[MATERIAL FOR THE TASK]
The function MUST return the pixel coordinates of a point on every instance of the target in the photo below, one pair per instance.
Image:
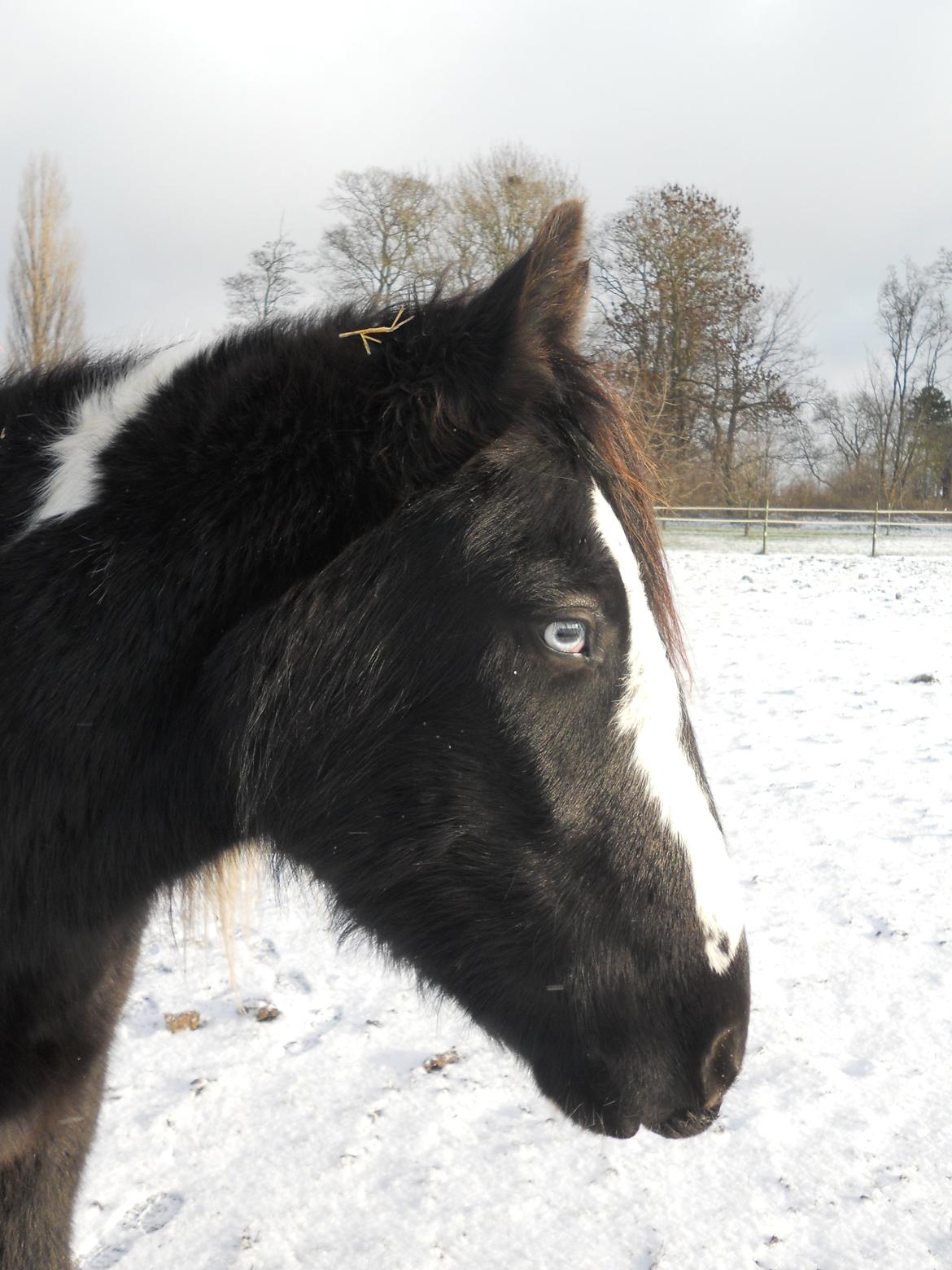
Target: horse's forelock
(611, 444)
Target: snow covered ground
(317, 1140)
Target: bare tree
(46, 308)
(914, 318)
(383, 244)
(715, 358)
(494, 204)
(269, 286)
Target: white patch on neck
(652, 716)
(98, 418)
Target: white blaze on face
(97, 419)
(650, 719)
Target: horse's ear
(542, 296)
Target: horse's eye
(568, 635)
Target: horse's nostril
(721, 1066)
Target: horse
(392, 606)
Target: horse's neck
(247, 469)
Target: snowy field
(317, 1140)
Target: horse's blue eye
(566, 635)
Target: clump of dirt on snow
(187, 1020)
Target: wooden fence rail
(874, 522)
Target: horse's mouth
(609, 1120)
(614, 1123)
(684, 1124)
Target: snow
(317, 1140)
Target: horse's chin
(686, 1124)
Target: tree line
(715, 366)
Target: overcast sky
(187, 129)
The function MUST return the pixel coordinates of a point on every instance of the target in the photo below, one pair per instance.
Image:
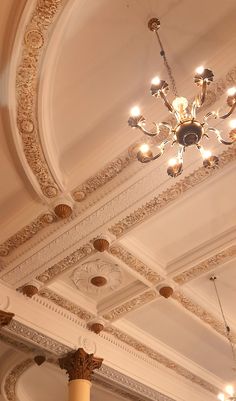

[THE REQUEST] Copy out word for word everything from the line containing "Target: horse's eye" down to the last of the lines above. Leave the pictures out.

[COMPLETE ANSWER]
Target: horse's eye
(568, 635)
Target: horse's nostril
(721, 1066)
Target: horse
(392, 606)
Target: horse's neck
(247, 469)
Target: snowy field
(317, 1140)
Target: horse's blue eye
(566, 635)
Target: clump of dirt on snow
(187, 1020)
Target: wooden fence rail
(874, 522)
Target: horse's mouth
(609, 1120)
(614, 1123)
(684, 1124)
Target: snow
(317, 1140)
Target: horse's chin
(686, 1124)
Target: tree line
(715, 366)
Target: overcast sky
(187, 129)
The function MUST return the pixel coordinates of a point on every instance of the target in the photo below, one pair per instance.
Image:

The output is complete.